** Opening Data block **
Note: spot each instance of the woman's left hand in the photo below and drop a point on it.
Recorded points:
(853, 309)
** Closing Data block **
** Opening Data block **
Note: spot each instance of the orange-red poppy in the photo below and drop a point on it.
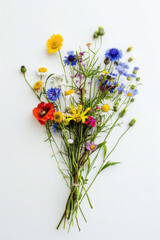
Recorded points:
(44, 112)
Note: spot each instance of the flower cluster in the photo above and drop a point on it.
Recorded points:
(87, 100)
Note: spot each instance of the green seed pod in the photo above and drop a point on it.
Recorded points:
** Closing Data block **
** Opening Data block **
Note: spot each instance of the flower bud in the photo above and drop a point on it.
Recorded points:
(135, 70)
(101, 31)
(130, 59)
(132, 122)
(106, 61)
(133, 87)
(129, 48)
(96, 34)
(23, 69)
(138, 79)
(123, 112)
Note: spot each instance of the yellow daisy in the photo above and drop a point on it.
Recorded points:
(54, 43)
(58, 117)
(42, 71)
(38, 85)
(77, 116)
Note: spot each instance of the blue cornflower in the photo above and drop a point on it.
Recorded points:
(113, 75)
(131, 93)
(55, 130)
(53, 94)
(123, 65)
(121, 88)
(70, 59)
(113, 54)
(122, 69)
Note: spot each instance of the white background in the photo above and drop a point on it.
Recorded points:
** Closing Data block **
### Action item
Give the number of lines in the records that contain the string "below", and nothing besides.

### Written answer
2